WHAT THIS TASK INVOLVES:
Within the listing that follows, state how many lines include the word "building"; write only that number.

################

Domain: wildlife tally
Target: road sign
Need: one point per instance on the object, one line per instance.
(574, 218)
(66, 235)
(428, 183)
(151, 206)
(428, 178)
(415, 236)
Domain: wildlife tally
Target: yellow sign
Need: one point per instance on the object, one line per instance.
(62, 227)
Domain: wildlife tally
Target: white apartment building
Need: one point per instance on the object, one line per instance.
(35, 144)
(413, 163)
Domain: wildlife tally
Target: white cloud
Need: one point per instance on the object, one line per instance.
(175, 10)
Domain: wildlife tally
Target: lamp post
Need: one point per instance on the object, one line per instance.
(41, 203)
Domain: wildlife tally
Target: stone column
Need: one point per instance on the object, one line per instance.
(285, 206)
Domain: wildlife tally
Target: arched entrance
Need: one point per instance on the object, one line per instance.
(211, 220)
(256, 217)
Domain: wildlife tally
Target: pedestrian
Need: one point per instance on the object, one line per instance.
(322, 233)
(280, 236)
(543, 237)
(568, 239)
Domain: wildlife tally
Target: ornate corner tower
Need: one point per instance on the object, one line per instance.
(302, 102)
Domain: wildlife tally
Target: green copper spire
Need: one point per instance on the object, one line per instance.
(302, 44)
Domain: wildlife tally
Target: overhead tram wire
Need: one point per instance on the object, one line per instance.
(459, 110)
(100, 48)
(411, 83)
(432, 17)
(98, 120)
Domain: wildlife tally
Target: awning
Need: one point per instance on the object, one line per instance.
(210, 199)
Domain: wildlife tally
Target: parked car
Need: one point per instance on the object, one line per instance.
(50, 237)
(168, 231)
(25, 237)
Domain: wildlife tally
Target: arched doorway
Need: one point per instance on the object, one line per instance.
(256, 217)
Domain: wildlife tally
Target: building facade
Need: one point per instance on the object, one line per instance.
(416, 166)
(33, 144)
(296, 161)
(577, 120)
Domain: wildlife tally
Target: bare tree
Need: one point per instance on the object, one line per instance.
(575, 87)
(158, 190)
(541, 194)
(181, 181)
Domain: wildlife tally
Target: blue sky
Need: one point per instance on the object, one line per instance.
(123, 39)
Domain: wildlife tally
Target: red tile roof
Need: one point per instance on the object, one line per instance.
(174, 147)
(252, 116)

################

WRITTEN REPLY:
2